Selected text:
+ + + + + + +

On January 31, 2012, the U.S. Court of Appeals for the Third Circuit outlined factors to be used when determining whether a supervisor at a public agency can be subject to individual liability under the Family Medical Leave Act (FMLA).
The Family Medical Leave Act allows employees to take unpaid and job protected leave for up to 12 weeks per year. This Act allows employees to balance work and family responsibilities by entitling them to take leave for certain medical or family reasons. FMLA applies to all public agencies and companies with 50 or more employees. To be eligible under the FMLA, an employee must have worked for the employer at least 12 months. An employee may use the FMLA for the following reasons:
• Give birth or care for a newborn
• During placement of a child for adoption or foster care
• To care for an immediate family member with a serious health condition
• To take medical leave when the employee is unable to work due to a serious health condition
Debra Haybarger, a former employee of Lawrence County Adult Probation and Parole sued her former supervisor under the FMLA after she was terminated from her position as office manager. Ms. Haybarger, who suffered from type two diabetes, heart disease, and kidney problems, received poor performance reviews from her supervisor which included comments stating that Haybarger needed to improve her overall health and cut down on sick days. Haybarger was eventually fired by the President Judge of the Lawrence County Court of Common Pleas after Haybarger’s supervisor advised the Judge that termination was necessary.

+ + + + + + +

[Dataset excerpts]
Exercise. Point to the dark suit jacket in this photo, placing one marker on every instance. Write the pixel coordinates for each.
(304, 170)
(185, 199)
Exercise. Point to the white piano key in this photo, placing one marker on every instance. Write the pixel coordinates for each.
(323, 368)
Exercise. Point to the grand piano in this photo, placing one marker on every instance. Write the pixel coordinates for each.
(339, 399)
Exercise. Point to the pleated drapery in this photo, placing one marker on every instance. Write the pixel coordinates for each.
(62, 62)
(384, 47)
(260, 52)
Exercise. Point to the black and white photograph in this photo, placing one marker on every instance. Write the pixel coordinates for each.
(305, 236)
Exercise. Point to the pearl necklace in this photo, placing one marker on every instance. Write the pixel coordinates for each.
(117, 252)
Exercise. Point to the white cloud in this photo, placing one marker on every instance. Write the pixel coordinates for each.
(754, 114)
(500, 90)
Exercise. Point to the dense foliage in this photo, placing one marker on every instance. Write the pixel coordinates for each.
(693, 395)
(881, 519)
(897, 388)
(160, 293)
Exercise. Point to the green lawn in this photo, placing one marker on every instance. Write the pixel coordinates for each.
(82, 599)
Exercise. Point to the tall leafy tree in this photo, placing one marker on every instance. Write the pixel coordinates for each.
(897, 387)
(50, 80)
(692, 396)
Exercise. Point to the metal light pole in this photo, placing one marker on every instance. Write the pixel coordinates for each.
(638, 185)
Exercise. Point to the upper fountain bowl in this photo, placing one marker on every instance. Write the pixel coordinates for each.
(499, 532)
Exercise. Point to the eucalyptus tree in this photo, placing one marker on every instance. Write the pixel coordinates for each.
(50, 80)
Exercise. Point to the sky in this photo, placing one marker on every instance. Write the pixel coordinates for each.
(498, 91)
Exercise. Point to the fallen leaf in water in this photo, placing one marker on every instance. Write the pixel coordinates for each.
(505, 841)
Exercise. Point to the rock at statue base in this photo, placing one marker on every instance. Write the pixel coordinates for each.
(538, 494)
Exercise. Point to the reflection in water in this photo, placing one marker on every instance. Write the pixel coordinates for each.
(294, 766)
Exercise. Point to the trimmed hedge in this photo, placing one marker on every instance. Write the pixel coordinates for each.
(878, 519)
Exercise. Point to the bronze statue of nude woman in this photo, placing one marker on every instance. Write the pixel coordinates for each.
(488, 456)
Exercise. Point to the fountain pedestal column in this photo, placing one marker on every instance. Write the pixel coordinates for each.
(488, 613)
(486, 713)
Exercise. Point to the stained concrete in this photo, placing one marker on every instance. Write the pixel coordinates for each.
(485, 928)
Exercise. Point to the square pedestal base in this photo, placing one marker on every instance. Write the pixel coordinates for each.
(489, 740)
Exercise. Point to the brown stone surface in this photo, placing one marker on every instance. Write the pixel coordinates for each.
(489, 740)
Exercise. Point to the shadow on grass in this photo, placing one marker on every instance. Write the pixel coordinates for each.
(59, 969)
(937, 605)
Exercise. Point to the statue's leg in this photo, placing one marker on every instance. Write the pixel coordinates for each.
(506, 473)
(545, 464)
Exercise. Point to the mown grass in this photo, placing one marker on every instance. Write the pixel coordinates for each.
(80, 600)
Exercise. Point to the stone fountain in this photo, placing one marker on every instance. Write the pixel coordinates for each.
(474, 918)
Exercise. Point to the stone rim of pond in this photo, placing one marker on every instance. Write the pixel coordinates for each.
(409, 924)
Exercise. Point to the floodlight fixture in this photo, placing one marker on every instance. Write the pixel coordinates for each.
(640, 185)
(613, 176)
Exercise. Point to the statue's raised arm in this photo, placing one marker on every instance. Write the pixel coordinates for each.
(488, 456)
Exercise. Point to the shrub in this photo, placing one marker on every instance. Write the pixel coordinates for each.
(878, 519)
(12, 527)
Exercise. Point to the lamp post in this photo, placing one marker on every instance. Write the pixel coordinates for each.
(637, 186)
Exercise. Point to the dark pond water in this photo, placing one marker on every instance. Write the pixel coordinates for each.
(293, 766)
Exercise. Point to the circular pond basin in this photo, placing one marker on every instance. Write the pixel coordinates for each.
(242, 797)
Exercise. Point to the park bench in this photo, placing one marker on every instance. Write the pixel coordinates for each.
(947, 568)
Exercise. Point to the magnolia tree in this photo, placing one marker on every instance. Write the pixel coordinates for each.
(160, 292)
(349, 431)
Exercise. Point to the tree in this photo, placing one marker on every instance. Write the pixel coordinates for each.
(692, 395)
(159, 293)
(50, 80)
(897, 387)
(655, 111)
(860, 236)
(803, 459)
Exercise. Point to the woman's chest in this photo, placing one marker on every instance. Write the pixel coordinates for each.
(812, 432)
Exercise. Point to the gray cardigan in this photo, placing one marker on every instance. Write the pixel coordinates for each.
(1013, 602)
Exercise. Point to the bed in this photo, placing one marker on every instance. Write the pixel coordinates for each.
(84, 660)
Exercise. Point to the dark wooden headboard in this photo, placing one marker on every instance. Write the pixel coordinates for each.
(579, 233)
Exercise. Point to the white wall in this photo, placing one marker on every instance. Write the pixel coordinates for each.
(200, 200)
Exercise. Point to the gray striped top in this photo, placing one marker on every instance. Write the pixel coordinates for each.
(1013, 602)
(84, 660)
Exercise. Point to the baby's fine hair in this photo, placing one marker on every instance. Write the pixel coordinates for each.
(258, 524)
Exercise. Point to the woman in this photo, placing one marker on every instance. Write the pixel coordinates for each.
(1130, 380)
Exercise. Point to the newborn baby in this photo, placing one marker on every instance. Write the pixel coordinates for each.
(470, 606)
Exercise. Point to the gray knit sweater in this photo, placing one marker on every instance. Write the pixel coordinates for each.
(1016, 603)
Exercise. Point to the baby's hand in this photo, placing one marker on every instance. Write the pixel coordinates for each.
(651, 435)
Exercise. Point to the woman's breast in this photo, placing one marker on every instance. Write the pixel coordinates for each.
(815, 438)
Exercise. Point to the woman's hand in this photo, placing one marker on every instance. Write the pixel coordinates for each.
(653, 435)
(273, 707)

+ + + + + + +

Write the continuation of the article on FMLA supervisor liability, picking up after its final sentence. These items have no connection to the article on FMLA supervisor liability.

Haybarger sued the County of Lawrence, Lawrence County Probation, and her supervisor under the FMLA (along with the Americans with Disabilities Act, Pennsylvania Human Relations Act, and the Rehabilitation Act). The District Court held that Haybarger’s supervisor could not be seen as an “employer” under FMLA since the supervisor did not have “sufficient control over the conditions and terms of employment” and that an employer has sufficient control over an employee if they have authority to fire them.
The Court of Appeals disagreed and ruled that although a supervisor may not have ultimate authority over employment practices, they are not relieved from liability. The Court reasoned that the totality of circumstances must be examined when determining whether an individual supervisor can constitute an “employer.” In Haybarger’s case, while the Court concluded that even if the supervisor did not have final authority to fire Haybarger, the supervisor acted in the interest of the county, carried out his role as a supervisor, exercised control over her work, had authority to discipline her, and recommended to the Judge that she be terminated. These factors were enough for the Court of Appeals to conclude that the supervisor is considered an “employer” and could be held individually liable under the FMLA.
This decision is notable in the employment law context as it expands the circumstances in which supervisors can be held liable for violating employee rights. Supervisors and managers should be aware that just because they may not have direct authority over an employee, they are not shielded from liability when they take actions against employees which are contrary to federal laws such as the FMLA.